Take the line that contains "the bee ocellus" as the first line and the last line of the material below as the final one; reproduce exactly the lines between, inclusive.

[Records]
..........

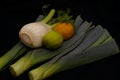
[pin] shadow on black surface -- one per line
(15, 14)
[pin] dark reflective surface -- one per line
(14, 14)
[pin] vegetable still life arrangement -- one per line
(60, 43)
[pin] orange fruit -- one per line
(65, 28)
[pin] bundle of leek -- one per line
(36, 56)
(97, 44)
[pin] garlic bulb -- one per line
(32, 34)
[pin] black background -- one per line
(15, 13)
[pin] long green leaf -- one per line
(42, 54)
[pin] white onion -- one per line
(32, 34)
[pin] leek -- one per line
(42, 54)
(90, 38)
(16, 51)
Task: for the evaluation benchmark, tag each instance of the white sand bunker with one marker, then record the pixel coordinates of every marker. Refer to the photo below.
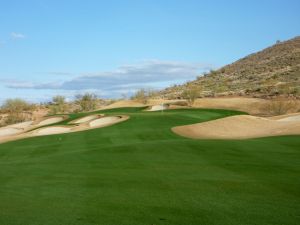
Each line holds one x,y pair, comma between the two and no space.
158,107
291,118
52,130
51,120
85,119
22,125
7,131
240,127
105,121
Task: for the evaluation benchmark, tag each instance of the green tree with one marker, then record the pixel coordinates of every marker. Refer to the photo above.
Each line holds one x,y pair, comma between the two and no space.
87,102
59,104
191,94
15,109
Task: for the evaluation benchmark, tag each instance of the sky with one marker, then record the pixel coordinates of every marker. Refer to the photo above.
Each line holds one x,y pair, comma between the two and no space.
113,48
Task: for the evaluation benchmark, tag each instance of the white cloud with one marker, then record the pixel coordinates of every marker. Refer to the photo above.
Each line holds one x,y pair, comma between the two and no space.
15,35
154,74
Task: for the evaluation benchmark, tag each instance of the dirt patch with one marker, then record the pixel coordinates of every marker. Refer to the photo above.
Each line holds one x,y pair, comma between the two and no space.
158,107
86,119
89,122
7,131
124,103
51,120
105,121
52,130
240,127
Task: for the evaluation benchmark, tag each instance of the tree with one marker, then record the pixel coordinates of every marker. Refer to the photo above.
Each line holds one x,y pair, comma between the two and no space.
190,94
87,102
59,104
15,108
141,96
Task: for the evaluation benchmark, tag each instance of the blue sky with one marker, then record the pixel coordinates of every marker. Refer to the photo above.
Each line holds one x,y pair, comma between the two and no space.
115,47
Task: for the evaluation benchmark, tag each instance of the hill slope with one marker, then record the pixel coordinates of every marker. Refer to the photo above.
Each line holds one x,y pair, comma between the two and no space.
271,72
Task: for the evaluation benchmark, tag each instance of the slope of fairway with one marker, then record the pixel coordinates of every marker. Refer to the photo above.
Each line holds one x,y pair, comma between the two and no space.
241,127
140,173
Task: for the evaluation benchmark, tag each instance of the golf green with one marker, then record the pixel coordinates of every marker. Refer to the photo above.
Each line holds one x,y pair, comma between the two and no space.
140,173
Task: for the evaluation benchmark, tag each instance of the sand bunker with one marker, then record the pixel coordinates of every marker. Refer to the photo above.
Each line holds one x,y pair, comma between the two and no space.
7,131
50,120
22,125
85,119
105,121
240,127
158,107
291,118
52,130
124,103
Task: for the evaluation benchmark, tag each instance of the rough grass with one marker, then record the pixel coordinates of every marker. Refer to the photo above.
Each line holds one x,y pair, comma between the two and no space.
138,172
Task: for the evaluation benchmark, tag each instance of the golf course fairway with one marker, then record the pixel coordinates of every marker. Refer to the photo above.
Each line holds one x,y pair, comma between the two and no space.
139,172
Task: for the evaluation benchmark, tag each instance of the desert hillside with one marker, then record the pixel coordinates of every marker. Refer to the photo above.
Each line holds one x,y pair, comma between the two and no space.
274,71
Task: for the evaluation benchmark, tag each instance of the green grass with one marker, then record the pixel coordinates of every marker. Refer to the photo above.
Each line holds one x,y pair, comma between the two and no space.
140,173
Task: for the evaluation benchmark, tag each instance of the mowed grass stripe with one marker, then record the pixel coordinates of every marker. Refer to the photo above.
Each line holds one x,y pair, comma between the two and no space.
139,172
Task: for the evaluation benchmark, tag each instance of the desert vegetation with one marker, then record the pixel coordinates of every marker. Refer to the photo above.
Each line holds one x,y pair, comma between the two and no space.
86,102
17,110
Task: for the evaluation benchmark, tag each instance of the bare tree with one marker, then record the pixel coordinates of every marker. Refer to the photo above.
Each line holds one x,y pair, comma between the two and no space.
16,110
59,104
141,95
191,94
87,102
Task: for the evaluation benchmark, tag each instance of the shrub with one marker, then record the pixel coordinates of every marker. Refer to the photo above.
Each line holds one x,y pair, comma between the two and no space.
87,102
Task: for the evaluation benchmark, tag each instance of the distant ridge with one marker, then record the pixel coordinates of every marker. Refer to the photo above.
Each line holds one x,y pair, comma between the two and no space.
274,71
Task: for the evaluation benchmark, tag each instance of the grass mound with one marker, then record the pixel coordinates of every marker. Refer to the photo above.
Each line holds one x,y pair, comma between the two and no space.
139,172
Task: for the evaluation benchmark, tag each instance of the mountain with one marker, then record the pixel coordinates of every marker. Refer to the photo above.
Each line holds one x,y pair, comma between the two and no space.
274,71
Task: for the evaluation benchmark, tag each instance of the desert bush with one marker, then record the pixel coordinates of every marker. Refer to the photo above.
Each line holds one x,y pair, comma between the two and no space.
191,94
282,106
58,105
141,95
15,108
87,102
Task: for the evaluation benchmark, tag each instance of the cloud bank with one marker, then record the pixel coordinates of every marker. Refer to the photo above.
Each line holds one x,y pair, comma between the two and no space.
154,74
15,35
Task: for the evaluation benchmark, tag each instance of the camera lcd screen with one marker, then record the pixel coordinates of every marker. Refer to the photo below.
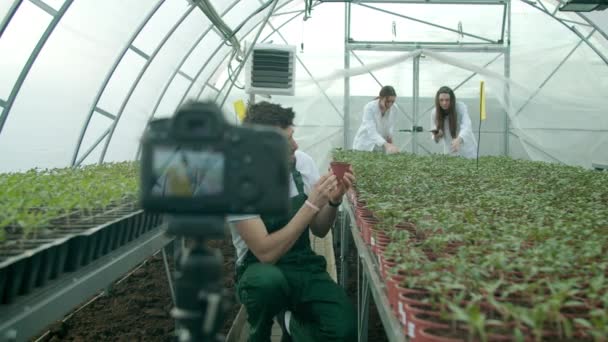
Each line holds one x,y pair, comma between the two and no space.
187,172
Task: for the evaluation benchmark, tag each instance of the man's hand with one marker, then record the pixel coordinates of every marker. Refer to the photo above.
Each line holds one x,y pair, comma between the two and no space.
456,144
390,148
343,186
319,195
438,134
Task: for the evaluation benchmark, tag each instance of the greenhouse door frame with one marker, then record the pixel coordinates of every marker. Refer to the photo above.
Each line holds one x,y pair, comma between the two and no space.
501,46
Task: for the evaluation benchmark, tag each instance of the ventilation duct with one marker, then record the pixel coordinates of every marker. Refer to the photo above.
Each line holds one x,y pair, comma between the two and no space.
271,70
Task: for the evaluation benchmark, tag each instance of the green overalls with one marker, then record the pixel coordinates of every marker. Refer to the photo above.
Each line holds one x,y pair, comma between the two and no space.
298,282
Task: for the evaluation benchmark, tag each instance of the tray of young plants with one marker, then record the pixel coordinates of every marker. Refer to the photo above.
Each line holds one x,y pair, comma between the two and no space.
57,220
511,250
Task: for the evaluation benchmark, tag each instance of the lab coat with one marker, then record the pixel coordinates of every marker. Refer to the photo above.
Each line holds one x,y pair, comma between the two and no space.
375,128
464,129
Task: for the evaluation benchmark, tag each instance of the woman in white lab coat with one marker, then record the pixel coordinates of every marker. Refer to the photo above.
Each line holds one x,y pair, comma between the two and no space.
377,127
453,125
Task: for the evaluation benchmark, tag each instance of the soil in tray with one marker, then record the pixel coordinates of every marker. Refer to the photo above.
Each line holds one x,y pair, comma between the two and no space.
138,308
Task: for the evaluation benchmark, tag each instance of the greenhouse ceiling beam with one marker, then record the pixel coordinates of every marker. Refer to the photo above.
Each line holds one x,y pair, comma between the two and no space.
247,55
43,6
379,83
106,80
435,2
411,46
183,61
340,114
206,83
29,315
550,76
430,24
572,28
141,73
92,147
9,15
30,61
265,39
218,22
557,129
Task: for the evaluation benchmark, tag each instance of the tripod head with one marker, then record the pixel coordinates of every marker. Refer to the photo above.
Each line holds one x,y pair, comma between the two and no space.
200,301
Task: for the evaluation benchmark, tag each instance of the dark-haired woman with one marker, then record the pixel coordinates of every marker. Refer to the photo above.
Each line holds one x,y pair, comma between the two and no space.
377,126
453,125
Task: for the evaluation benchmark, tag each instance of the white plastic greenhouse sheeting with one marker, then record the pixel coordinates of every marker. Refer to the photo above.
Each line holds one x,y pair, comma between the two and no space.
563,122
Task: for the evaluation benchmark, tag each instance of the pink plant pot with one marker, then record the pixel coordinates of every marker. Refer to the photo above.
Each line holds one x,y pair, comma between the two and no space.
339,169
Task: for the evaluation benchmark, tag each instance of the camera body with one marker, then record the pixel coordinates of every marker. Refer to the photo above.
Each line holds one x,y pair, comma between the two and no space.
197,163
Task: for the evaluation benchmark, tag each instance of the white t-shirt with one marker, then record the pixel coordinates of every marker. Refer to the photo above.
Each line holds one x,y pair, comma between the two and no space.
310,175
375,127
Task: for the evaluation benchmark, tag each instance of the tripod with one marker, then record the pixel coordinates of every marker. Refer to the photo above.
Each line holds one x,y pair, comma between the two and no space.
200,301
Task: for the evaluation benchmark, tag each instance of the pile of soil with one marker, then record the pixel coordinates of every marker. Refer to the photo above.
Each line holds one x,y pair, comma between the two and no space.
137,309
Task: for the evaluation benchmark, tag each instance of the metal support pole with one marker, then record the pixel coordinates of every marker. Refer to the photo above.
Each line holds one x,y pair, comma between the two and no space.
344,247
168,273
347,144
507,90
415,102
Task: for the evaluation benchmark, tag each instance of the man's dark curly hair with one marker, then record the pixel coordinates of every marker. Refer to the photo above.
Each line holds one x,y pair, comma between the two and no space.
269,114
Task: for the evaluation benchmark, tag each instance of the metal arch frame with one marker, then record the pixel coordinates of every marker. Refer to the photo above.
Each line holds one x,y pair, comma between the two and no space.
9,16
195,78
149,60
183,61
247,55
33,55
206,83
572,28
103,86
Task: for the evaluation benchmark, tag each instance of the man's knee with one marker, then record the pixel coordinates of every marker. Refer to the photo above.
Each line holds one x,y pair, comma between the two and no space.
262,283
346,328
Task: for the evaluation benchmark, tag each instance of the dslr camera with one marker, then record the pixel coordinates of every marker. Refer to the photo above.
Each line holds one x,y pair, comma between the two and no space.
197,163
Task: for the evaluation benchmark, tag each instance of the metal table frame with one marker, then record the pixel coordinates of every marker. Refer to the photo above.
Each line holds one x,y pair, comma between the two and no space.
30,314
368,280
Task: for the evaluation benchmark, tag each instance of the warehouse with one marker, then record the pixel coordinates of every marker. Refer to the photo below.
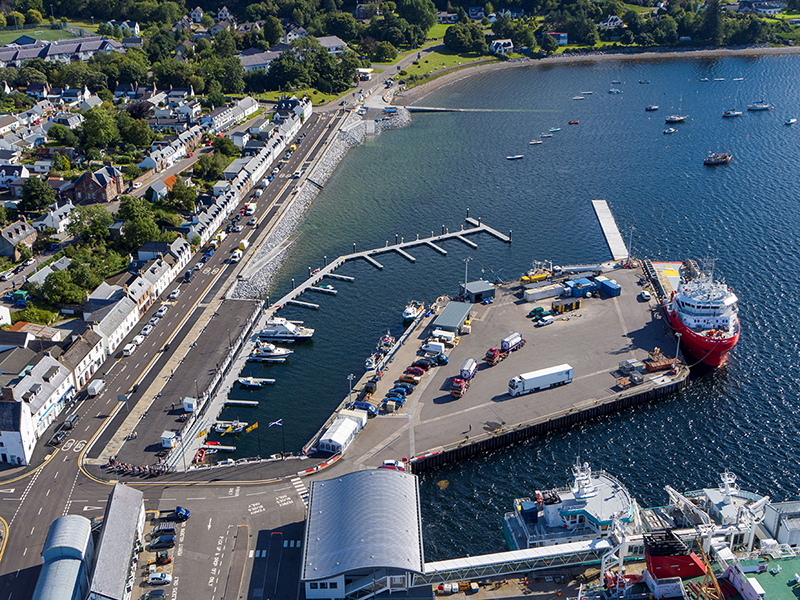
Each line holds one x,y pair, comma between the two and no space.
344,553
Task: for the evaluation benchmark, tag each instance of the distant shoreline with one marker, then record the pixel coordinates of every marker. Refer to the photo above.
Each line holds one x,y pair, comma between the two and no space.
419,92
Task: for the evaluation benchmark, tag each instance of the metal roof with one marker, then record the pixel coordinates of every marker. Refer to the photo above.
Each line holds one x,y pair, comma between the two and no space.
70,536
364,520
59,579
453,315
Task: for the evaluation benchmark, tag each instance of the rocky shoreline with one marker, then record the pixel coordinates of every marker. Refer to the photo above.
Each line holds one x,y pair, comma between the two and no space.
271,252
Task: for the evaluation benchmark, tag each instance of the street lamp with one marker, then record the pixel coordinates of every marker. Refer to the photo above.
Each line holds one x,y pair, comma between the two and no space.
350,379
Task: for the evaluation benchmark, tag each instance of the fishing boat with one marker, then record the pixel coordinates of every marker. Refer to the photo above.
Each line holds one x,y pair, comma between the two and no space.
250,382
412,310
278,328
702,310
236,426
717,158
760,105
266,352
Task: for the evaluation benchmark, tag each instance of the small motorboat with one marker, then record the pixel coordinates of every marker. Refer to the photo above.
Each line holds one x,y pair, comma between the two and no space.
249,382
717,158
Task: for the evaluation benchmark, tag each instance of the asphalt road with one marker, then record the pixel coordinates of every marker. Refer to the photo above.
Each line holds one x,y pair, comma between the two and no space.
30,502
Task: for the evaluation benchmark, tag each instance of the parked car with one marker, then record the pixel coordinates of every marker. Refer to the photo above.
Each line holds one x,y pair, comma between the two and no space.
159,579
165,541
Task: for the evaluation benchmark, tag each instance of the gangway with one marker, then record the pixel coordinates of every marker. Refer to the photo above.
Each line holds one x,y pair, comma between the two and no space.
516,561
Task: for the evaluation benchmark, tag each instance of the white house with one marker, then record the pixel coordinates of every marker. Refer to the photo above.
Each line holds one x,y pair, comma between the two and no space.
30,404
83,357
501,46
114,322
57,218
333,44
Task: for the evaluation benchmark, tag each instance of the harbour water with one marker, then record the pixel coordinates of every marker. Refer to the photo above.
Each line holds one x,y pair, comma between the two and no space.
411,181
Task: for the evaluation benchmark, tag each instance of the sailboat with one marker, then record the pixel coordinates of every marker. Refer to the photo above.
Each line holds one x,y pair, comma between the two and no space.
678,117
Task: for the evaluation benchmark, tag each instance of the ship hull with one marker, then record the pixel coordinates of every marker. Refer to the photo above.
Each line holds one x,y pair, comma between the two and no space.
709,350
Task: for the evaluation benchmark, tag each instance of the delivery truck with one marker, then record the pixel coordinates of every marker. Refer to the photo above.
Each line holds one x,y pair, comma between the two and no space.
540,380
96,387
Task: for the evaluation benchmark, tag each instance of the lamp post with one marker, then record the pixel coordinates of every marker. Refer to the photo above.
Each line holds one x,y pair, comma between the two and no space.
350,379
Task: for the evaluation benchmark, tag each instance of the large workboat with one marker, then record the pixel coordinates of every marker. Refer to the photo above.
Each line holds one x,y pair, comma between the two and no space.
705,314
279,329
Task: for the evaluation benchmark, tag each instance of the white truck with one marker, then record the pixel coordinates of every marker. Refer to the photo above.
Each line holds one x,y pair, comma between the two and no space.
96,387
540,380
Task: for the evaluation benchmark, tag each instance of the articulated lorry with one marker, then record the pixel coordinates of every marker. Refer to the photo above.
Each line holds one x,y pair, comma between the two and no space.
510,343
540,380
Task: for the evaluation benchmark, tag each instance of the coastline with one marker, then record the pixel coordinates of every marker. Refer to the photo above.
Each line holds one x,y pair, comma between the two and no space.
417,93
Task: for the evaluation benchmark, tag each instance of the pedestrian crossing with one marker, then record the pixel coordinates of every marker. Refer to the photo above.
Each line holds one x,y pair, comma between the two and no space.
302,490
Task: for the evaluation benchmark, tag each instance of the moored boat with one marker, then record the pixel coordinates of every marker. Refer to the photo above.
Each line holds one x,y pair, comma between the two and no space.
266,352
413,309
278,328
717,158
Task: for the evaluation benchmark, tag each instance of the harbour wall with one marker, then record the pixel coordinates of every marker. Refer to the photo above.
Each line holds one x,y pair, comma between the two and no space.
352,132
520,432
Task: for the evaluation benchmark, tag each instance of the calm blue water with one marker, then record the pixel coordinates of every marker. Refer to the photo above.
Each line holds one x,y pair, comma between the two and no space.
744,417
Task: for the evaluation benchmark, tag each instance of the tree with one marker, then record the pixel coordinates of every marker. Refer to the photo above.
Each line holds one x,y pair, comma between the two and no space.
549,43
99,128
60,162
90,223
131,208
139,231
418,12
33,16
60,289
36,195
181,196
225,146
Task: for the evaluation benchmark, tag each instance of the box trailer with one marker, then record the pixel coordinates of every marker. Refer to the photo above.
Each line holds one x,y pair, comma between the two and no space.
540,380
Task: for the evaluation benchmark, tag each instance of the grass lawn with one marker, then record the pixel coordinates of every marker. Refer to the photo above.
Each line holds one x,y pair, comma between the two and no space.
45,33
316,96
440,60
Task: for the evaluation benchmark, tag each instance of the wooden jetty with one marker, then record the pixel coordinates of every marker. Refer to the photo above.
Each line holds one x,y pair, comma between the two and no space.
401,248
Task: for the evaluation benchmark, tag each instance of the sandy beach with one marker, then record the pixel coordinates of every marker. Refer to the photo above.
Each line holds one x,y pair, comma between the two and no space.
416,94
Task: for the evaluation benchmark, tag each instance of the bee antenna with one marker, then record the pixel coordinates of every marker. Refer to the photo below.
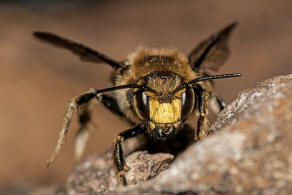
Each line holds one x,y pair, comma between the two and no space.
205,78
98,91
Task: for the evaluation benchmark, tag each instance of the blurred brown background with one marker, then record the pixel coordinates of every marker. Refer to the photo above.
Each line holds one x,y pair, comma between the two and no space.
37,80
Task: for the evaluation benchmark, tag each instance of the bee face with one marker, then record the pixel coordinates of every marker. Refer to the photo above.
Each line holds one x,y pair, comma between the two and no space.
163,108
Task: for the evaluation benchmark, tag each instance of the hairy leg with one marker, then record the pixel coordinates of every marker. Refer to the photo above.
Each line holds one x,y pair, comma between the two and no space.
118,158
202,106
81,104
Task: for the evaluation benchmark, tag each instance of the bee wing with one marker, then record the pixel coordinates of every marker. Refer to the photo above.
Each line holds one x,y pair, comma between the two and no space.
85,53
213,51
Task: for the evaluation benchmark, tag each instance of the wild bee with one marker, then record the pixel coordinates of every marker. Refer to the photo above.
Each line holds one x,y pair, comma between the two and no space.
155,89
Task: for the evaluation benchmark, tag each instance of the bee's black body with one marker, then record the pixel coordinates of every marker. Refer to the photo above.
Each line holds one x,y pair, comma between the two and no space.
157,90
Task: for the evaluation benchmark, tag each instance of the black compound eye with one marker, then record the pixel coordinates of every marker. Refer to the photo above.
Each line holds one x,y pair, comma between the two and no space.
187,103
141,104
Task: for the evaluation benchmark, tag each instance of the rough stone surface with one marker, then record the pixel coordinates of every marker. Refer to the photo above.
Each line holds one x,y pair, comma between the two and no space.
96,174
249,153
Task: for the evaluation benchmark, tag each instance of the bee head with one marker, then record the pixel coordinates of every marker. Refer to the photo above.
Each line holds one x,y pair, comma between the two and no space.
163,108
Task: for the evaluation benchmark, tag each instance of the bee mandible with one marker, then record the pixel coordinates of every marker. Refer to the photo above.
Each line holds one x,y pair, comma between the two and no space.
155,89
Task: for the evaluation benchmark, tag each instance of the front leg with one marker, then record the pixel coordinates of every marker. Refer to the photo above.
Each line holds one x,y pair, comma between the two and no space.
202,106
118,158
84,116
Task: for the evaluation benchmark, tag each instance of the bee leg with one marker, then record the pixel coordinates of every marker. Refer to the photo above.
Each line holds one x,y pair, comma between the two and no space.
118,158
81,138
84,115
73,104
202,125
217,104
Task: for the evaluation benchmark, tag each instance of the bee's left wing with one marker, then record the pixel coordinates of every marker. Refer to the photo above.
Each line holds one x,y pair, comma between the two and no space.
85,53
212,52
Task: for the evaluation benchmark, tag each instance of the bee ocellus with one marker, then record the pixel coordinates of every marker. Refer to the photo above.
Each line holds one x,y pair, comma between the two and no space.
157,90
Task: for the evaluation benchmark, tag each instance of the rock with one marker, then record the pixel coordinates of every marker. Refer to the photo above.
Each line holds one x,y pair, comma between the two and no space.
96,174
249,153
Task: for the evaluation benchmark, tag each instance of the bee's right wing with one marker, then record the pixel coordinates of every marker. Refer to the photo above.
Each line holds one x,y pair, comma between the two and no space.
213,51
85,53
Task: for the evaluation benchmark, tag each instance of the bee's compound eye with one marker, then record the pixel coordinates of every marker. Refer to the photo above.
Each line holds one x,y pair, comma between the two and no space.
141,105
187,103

..........

In response -
Task: for the evaluation benchmark, tag each instance of the bee ocellus with one marker, then record the pixel coordinates of every marker. Refer to the photo above.
Each line holds one x,y pair, comma between the two and no space.
157,90
Task: for the evaluation benchmark, tag each instance of the rock with one marker, then record the pixel coordinates of every marker. Refer to the photo above.
Each line holds one x,y pair, comma between the two and no space.
96,174
249,153
Task: for the evaluation benchmark, tag each instance of the bee's right wing with one marker, then record the pixel coordinates of every marker. Refer to the photo above.
Each line holds one x,y pair, comma between the two and no space.
213,51
85,53
Task: for the evaluation benchmark, tag each instance of the bee's compound eye with one marker, then record the pixel coordinates of every marker. Refer to the photo above.
Each line holds one x,y pair, comma between the two and no space.
141,105
187,103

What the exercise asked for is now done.